## Required action 1
According to the carbon monoxide news report, around what time were medics called to the Jeanette Way home?
## Required action 2
Change the part of the carbon monoxide news report that opens with the words containing "A 21-year-old man" and closes with "heat their room." by putting "sleeping quarters" in place of "bedroom".
## Required action 3
Write what comes next in the news report on the carbon monoxide death, starting after its last sentence.

A 21-year-old man who had used a charcoal barbecue grill to heat his bedroom died in his sleep Wednesday night, the victim of an apparent carbon monoxide poisoning, the Watsonville Police Department reported.
Medics were called to the Jeanette Way home around 10:15 p.m. because the man wasn't breathing. He was pronounced dead at the scene, according to the police.
The man shared the bedroom—a detached room in the rear of the house—with another man, also 21. He survived and was taken to a local hospital to be treated for carbon monoxide poisoning, officials said.
A cold snap on the Central Coast has dropped overnight lows into the 30s for more than a week. Police reported that the two men had purchased a small charcoal-burning barbecue grill and were using it to heat their room.
Officers advised against using any heating source in a home that is not designed for that specfic purpose. Charcoal barbecues, propane heaters, un-vented gas heaters or gasoline powered machinery such as generators should never be used indoors.
Carbon monoxide is an odorless, invisible gas that can cause death within minutes.

## Stored data entries
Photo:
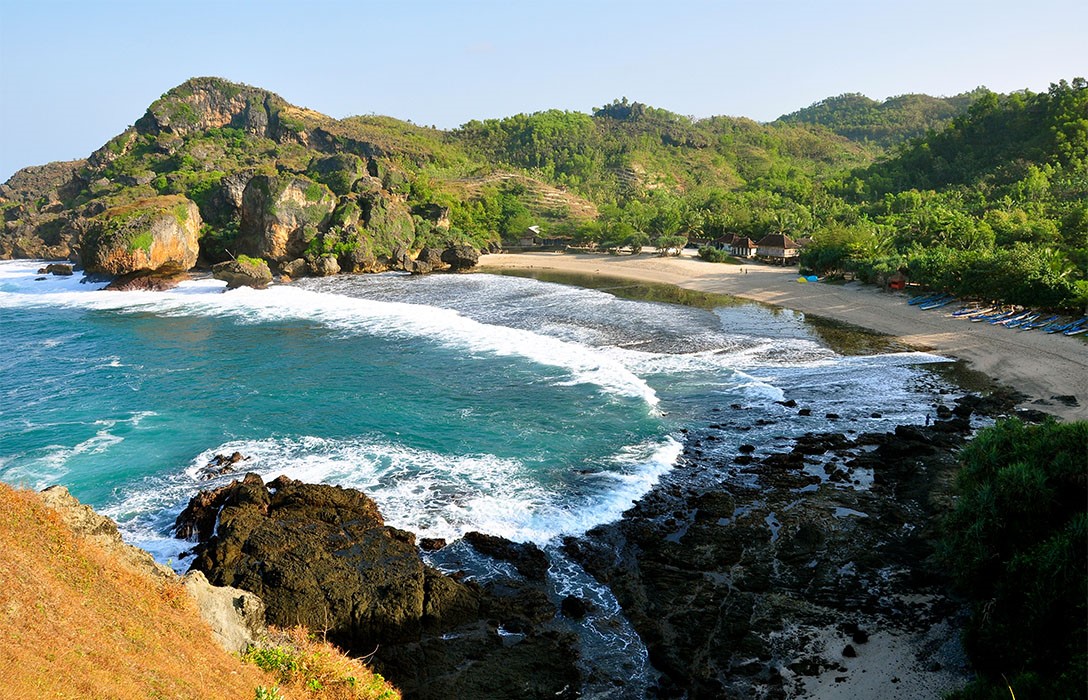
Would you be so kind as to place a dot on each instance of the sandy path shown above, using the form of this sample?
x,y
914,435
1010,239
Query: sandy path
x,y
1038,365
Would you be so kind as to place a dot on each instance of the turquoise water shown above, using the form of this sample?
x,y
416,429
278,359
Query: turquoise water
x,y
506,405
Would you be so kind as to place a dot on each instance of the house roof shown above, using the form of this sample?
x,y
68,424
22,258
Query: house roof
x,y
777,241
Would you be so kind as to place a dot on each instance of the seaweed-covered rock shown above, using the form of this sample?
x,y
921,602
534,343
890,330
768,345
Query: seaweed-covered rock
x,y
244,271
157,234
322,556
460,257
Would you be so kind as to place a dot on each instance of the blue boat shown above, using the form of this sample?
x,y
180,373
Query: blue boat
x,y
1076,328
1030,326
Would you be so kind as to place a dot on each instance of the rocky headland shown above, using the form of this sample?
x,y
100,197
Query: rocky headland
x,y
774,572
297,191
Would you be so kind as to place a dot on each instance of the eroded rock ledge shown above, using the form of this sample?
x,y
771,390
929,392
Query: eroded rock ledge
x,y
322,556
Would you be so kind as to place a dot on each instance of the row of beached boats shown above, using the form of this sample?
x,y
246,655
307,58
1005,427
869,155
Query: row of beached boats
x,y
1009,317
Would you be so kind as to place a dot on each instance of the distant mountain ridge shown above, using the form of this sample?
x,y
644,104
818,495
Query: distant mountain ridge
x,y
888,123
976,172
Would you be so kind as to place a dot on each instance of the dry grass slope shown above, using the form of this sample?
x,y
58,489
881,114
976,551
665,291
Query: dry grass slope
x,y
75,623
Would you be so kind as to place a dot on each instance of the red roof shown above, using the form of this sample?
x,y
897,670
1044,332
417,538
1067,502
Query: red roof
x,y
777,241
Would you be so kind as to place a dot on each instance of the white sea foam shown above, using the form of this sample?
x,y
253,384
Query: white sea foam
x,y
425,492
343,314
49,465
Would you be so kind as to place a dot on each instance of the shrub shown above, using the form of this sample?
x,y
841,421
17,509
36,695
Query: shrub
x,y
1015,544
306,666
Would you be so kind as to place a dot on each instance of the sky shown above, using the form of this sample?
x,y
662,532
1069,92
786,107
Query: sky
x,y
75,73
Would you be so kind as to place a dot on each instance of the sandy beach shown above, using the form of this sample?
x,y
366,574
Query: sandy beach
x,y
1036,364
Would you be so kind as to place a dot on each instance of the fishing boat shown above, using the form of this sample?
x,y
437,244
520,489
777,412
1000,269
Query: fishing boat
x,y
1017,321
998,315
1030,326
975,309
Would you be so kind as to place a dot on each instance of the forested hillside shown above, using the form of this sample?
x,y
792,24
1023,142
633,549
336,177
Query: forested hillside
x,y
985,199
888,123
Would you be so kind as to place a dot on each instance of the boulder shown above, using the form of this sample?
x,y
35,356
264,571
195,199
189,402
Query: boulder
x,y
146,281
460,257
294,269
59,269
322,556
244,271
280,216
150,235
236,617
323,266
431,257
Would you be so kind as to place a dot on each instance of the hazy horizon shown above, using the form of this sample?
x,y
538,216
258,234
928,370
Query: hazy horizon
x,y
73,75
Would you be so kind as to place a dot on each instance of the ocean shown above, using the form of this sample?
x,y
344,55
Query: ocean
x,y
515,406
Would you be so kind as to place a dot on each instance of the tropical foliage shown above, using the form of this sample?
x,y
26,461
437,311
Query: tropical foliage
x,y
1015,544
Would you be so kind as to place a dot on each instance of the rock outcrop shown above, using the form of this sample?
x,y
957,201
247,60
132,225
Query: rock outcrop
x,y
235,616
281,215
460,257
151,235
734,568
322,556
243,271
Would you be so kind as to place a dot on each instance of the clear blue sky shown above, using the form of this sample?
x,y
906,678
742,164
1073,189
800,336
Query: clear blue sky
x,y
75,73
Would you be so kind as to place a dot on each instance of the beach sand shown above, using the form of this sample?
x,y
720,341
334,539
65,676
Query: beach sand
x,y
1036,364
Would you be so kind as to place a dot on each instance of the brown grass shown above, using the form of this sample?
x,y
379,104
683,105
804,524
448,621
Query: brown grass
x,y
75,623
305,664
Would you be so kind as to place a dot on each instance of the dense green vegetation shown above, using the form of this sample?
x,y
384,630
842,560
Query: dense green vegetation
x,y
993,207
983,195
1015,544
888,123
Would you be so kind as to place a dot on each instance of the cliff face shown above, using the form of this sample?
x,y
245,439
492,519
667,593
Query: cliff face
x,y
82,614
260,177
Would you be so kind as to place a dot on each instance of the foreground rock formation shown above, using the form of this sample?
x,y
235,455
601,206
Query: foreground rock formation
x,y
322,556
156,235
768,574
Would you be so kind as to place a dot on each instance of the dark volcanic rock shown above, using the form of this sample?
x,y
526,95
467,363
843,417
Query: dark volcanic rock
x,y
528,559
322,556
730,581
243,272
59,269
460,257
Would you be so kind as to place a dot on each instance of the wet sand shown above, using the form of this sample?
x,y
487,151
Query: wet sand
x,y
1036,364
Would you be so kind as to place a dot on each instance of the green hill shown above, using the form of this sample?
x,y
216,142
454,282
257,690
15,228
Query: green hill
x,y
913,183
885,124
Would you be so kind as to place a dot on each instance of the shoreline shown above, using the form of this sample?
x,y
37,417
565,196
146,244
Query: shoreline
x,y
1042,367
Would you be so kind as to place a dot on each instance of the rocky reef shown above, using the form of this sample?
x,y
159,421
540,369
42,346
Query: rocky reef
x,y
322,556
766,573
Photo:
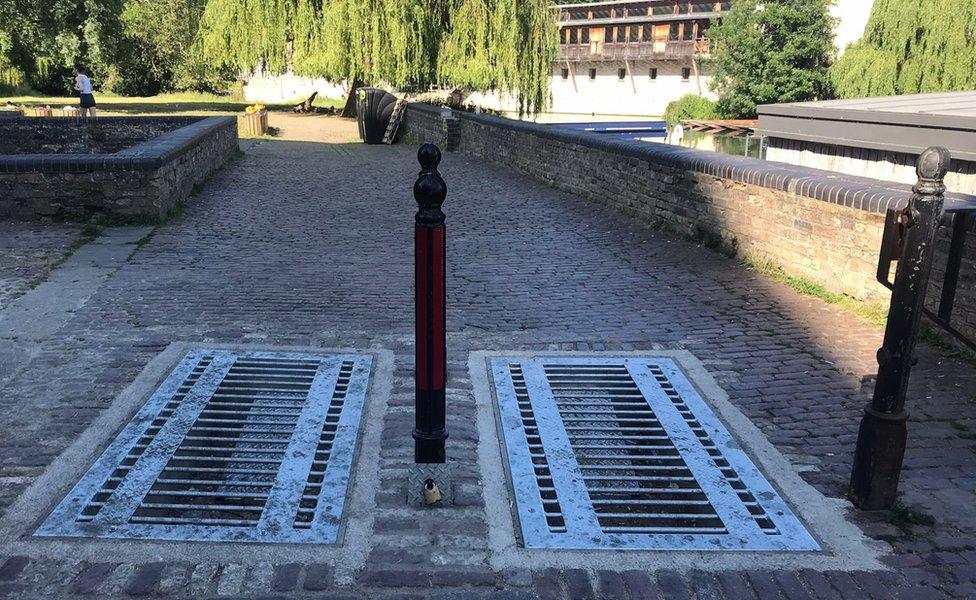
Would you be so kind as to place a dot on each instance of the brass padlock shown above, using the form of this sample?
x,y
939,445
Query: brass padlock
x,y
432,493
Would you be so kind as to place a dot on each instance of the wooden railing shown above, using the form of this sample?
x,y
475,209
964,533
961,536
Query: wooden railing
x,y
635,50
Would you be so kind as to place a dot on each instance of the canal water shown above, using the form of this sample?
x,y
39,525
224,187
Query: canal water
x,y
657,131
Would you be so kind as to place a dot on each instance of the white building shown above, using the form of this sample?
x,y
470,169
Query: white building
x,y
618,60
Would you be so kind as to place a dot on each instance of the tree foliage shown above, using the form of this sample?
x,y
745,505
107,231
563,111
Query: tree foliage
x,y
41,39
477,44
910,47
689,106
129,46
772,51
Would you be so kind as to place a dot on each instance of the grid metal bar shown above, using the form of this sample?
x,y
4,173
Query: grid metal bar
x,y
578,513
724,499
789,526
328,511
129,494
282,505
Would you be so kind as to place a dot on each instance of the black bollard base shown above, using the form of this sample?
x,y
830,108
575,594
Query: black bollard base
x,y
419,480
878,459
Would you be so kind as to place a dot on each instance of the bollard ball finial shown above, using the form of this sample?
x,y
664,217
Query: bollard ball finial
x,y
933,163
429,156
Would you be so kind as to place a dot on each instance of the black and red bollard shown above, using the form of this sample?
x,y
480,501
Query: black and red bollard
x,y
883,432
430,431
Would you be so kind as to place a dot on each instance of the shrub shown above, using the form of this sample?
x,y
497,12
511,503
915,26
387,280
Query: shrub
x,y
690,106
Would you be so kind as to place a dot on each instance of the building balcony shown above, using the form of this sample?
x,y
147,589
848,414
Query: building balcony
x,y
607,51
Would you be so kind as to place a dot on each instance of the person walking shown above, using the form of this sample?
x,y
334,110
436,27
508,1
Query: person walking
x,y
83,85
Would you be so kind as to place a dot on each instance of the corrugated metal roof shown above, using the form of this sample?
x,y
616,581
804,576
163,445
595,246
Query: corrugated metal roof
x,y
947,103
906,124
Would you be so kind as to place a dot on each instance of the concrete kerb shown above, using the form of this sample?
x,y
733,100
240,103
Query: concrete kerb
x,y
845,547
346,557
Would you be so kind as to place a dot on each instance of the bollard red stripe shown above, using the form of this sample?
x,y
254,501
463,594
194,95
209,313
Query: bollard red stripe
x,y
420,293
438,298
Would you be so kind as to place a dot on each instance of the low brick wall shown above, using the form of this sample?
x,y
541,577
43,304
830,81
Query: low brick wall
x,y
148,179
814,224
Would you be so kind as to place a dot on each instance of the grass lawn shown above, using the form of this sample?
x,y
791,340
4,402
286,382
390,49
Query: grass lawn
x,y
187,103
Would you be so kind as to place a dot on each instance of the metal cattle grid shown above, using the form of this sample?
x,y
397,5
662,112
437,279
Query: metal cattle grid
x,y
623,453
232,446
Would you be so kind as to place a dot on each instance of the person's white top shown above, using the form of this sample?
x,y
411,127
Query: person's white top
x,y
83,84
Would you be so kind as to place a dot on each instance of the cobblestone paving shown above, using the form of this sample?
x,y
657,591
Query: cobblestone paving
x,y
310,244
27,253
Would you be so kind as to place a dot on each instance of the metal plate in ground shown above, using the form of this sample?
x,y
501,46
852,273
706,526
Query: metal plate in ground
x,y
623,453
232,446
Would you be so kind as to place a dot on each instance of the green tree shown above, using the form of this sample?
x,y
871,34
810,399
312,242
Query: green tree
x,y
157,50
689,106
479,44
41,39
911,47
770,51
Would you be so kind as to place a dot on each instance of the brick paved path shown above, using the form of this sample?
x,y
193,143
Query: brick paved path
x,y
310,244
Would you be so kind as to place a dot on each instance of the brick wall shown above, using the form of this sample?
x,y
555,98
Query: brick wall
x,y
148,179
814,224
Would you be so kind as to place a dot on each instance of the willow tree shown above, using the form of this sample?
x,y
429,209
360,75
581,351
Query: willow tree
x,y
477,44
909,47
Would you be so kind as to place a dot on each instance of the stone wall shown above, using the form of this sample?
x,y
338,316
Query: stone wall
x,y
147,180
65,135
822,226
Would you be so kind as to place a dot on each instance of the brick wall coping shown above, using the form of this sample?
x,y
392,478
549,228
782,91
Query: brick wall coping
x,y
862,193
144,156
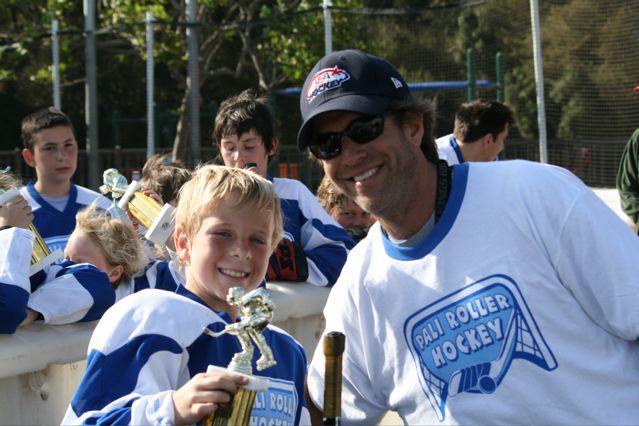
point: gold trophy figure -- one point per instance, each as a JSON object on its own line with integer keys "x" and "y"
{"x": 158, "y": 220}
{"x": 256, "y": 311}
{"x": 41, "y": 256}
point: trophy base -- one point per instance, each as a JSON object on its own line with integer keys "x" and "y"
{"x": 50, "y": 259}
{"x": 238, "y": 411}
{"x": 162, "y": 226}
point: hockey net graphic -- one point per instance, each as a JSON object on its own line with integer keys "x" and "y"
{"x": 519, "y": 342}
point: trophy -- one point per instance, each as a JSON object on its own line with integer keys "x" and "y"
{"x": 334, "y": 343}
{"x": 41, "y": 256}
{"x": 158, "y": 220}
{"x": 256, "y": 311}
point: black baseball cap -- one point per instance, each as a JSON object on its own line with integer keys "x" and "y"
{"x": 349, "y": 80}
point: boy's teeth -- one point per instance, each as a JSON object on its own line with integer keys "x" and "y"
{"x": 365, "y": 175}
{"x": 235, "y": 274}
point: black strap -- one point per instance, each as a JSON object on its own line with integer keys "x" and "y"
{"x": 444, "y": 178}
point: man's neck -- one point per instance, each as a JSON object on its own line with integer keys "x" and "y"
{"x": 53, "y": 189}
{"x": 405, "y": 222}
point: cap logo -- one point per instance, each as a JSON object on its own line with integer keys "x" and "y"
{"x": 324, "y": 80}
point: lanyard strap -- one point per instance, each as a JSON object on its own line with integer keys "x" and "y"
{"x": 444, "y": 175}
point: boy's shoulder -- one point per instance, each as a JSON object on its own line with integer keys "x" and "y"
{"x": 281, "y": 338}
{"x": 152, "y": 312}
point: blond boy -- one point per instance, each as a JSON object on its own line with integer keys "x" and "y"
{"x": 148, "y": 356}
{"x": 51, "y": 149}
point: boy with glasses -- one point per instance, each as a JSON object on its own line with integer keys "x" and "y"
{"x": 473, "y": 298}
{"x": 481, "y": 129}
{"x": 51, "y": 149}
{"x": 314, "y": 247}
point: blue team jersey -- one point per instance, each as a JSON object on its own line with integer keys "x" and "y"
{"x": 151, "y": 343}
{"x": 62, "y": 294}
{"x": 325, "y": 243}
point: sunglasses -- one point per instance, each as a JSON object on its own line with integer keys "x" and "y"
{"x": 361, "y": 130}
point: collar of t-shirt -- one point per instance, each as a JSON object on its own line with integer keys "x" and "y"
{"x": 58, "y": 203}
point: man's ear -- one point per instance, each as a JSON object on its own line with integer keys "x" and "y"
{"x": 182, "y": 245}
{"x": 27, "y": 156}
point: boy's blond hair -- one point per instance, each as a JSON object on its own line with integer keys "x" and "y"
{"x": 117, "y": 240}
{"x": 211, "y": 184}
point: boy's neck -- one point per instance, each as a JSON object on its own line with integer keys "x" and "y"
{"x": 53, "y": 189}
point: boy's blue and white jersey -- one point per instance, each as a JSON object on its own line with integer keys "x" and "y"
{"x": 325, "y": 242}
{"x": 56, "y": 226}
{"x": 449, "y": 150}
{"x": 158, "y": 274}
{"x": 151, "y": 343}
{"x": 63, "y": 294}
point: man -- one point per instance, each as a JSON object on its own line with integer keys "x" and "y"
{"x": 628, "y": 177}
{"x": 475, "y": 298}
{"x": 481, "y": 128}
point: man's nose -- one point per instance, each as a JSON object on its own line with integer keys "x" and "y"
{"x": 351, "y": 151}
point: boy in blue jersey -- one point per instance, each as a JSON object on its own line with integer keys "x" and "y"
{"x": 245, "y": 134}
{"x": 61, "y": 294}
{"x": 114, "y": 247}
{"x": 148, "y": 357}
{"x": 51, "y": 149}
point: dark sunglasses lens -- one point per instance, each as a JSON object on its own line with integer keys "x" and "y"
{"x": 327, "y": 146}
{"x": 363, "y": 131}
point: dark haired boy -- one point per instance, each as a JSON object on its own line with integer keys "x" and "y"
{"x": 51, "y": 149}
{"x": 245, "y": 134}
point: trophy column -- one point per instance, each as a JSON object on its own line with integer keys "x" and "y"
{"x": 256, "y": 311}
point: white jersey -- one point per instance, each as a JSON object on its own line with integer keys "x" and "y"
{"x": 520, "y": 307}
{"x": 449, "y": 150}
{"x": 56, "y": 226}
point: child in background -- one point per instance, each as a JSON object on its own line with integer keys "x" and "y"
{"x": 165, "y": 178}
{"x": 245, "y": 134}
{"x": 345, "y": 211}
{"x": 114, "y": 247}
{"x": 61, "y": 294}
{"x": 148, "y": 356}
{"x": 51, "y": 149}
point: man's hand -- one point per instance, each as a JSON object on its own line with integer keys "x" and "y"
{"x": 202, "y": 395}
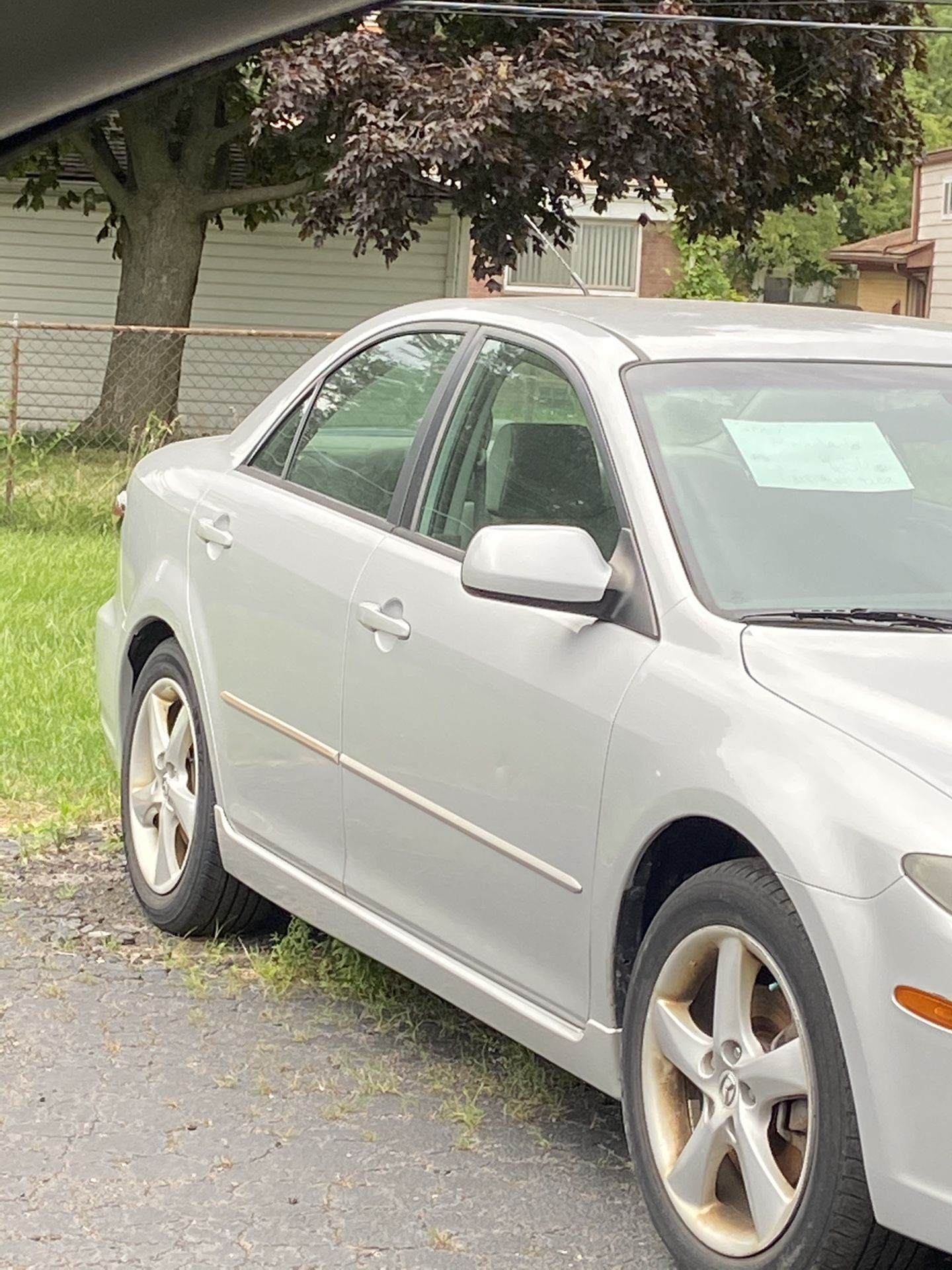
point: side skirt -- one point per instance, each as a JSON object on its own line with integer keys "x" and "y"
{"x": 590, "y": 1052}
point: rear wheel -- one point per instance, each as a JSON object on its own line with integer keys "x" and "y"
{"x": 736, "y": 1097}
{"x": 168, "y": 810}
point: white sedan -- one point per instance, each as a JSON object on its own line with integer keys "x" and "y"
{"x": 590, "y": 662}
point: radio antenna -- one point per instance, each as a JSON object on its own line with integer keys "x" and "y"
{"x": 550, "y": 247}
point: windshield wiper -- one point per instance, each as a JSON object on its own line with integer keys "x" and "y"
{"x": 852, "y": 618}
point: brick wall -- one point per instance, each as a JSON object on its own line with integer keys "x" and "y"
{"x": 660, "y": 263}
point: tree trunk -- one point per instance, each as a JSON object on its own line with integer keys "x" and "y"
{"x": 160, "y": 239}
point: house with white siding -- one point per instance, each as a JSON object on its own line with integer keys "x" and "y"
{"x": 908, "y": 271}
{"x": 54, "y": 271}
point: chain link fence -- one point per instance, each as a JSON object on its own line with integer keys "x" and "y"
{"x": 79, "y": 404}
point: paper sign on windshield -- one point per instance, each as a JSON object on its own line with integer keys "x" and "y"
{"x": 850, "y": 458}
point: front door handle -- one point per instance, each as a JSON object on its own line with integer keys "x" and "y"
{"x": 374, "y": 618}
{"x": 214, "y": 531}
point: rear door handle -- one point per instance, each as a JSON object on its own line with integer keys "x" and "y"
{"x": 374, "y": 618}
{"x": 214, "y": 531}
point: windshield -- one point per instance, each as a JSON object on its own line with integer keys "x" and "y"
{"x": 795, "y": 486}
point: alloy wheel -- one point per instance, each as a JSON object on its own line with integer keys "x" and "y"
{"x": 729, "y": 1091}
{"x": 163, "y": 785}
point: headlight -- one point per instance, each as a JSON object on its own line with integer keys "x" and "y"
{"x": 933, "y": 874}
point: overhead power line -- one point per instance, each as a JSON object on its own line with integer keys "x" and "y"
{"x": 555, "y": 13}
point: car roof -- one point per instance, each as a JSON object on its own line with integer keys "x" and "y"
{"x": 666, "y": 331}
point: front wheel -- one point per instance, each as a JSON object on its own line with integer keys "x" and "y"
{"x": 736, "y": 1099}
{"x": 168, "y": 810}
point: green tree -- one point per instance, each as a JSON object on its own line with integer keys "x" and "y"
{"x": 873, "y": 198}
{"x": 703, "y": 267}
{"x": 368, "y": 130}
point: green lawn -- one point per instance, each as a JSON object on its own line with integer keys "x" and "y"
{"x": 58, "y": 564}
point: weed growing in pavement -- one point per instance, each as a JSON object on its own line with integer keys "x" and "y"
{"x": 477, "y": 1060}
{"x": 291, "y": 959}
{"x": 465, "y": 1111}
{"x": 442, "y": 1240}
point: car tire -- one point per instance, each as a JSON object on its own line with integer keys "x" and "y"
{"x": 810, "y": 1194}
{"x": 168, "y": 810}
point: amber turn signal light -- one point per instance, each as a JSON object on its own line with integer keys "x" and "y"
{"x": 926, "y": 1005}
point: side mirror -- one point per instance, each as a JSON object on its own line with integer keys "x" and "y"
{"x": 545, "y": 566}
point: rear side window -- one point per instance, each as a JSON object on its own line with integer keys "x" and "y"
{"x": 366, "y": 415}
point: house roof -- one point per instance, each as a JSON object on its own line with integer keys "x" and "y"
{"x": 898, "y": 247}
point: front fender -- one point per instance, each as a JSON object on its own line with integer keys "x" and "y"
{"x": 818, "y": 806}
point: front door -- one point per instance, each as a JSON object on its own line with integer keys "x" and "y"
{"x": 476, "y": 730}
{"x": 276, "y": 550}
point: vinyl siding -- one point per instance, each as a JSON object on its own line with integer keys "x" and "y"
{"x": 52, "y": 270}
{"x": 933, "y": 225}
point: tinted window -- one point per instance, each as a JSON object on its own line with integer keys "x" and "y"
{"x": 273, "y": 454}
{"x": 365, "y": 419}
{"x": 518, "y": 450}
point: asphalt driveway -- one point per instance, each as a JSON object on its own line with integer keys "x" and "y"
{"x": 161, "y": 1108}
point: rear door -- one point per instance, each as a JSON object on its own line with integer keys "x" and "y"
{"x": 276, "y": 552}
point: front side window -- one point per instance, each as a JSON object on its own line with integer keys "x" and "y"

## Answer area 1
Around 10:15 p.m.

## Answer area 2
A 21-year-old man who had used a charcoal barbecue grill to heat his sleeping quarters died in his sleep Wednesday night, the victim of an apparent carbon monoxide poisoning, the Watsonville Police Department reported.
Medics were called to the Jeanette Way home around 10:15 p.m. because the man wasn't breathing. He was pronounced dead at the scene, according to the police.
The man shared the sleeping quarters—a detached room in the rear of the house—with another man, also 21. He survived and was taken to a local hospital to be treated for carbon monoxide poisoning, officials said.
A cold snap on the Central Coast has dropped overnight lows into the 30s for more than a week. Police reported that the two men had purchased a small charcoal-burning barbecue grill and were using it to heat their room.

## Answer area 3
A year ago, a man and woman were hospitalized for carbon monoxide poisoning in Watsonville. They were exposed to the gas when a wall heater in their apartment leaked. Sixteen other people who lived in the converted Victorian home on Marchant Street, were temporarily left homeless by the gas leak.
A 36-year-old woman and her two dogs died of carbon monoxide poisoning in a remote cabin in the Santa Cruz Mountains, above Corralitos, in January 2011. Sheriff's deputies found a propane heater in the room where the bodies were discovered.
As of July 1, 2011, California law requires owners of single-family homes with attached garages or fossil fuel sources for heating to install carbon monoxide alarms in the home.